Exercise instructions —
Print the lines exactly as they appear, starting with the line that contains "Could you provide the mask of every instance of the black" and continuing through the last line, both included.
***** Records *****
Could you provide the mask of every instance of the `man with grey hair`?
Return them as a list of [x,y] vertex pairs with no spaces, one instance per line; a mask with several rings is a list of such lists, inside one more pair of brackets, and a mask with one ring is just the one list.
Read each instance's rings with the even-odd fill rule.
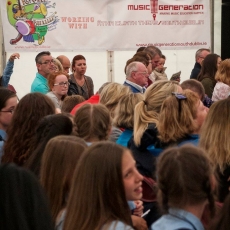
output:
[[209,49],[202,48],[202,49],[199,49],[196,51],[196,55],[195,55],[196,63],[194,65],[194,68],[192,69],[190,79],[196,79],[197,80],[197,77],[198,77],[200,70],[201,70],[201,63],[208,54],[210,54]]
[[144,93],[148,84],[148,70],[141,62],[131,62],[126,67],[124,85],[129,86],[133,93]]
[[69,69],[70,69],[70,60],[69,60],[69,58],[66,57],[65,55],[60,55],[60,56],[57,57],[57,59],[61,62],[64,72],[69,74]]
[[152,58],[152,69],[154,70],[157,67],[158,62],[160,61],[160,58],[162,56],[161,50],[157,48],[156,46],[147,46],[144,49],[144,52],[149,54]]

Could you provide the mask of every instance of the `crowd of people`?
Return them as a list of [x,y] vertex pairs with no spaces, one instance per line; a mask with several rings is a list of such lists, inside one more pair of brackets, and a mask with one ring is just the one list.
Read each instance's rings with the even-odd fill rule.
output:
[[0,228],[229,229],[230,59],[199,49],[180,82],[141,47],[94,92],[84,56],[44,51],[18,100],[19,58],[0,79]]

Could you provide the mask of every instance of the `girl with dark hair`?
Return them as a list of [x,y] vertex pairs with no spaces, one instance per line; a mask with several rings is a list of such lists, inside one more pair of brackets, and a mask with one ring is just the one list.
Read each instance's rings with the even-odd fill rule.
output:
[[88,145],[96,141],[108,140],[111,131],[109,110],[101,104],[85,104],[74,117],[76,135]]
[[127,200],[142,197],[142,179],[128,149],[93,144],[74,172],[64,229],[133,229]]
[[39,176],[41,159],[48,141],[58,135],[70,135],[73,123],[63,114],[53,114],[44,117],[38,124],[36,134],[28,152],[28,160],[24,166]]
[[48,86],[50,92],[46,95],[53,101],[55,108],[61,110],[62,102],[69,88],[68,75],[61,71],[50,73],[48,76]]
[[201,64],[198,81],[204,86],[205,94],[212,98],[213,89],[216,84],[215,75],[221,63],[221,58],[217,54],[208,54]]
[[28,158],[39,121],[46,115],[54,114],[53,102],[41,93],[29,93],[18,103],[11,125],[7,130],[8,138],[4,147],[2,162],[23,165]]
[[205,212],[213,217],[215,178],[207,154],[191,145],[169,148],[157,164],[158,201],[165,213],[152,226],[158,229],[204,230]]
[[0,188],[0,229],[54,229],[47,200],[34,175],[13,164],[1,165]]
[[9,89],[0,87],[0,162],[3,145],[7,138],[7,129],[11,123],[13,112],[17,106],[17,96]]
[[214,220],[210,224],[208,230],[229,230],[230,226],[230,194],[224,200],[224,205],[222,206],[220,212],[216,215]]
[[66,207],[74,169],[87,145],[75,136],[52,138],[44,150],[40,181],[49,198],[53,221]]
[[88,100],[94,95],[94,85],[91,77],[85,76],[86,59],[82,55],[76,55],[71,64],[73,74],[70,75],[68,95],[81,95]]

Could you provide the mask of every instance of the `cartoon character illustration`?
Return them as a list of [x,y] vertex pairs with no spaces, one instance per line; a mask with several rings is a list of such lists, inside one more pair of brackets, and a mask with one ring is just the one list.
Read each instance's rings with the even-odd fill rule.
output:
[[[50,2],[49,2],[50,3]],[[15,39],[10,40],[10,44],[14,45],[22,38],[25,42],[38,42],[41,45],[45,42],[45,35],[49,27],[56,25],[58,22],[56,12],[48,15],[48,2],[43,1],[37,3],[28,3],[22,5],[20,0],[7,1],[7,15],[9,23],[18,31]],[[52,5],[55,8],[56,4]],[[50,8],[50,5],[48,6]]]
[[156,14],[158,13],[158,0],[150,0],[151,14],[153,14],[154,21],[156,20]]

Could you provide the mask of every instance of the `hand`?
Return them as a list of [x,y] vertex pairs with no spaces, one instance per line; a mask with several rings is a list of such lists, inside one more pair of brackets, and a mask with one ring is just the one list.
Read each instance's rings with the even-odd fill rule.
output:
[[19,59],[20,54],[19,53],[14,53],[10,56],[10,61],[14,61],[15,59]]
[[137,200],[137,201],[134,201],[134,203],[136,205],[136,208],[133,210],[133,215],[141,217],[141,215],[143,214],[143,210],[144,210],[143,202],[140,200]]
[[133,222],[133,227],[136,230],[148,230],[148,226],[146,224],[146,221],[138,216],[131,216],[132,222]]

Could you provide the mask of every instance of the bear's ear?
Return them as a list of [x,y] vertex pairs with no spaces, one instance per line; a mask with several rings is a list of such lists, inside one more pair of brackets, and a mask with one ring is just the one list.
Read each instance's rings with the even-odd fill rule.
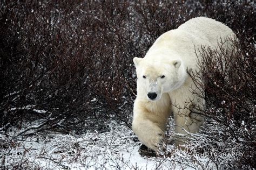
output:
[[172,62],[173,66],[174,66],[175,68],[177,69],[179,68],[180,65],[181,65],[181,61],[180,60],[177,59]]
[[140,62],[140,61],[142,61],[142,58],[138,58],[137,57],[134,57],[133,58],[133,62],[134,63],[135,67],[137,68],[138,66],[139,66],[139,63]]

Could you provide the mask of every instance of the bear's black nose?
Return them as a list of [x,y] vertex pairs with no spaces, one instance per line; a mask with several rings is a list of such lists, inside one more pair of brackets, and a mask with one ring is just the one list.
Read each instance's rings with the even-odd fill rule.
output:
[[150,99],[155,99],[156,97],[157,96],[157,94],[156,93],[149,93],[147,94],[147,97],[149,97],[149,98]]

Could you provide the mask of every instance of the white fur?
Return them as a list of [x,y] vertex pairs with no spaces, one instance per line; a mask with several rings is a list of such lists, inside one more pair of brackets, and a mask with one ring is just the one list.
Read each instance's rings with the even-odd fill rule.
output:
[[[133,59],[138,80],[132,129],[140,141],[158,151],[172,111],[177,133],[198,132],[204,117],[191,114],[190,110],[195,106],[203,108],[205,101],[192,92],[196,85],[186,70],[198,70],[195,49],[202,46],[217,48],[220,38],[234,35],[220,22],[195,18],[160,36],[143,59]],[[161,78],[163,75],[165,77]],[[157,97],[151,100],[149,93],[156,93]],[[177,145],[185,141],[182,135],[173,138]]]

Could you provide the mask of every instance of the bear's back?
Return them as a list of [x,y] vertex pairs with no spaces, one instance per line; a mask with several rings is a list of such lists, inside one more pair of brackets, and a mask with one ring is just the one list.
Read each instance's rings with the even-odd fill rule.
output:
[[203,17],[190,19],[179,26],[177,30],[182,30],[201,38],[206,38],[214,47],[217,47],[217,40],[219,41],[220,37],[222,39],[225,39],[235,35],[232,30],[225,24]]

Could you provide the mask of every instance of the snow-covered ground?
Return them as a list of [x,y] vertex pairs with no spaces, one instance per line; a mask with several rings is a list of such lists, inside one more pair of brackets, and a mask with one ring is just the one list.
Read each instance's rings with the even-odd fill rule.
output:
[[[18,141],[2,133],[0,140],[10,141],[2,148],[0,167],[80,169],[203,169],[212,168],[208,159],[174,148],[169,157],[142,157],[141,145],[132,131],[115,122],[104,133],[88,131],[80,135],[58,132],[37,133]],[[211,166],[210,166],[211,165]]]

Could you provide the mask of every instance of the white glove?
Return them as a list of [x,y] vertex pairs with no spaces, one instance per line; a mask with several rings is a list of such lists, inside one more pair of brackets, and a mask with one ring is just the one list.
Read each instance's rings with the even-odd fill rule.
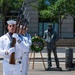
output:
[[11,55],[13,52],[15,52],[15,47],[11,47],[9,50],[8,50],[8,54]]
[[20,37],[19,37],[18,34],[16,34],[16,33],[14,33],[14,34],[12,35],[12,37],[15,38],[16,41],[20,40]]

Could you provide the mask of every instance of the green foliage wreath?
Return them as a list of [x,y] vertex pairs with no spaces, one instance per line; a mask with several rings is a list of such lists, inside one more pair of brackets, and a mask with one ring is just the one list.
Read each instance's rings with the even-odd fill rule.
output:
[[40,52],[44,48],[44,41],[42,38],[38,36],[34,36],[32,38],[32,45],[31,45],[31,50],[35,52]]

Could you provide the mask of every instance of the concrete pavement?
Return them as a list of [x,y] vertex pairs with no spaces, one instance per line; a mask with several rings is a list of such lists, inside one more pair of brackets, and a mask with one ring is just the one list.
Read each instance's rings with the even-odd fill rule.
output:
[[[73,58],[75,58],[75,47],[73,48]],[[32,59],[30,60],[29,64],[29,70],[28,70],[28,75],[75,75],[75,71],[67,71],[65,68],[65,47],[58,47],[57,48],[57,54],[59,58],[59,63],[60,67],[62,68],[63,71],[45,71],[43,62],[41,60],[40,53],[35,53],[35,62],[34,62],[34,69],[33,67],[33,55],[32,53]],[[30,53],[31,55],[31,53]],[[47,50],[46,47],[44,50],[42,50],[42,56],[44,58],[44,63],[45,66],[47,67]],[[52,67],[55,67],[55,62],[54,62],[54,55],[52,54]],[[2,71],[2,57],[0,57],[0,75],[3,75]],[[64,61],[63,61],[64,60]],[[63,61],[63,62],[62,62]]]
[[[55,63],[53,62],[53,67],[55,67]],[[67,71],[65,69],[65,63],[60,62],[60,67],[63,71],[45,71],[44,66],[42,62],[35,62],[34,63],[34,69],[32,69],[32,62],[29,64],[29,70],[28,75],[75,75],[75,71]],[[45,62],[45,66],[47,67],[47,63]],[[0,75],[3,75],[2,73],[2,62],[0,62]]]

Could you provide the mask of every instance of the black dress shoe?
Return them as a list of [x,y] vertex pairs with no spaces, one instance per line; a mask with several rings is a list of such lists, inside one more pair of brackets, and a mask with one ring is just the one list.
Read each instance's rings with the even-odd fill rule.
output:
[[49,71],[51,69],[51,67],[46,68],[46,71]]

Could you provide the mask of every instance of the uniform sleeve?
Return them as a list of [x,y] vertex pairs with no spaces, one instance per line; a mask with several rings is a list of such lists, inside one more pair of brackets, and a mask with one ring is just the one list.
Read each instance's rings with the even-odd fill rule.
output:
*****
Expected answer —
Could you provide the mask of every instance of the black dress shoe?
Return them as a list of [x,y] vertex pairs with no spaces, one instance per line; a mask with several rings is a list of such lists, inside one more pair of brackets, and a mask with one ring is just the one list.
Read each instance's rings with the even-odd fill rule.
output:
[[49,71],[51,69],[51,67],[46,68],[46,71]]

Could you provide the mask of every instance of the uniform sleeve?
Return them as a list of [x,y] vertex pairs with no spaces, one instance per line; a mask with several rings is a list of such lists, inside one more pair of brackets, and a mask with one ring is just the one list.
Read each instance's rings with the even-odd fill rule.
output:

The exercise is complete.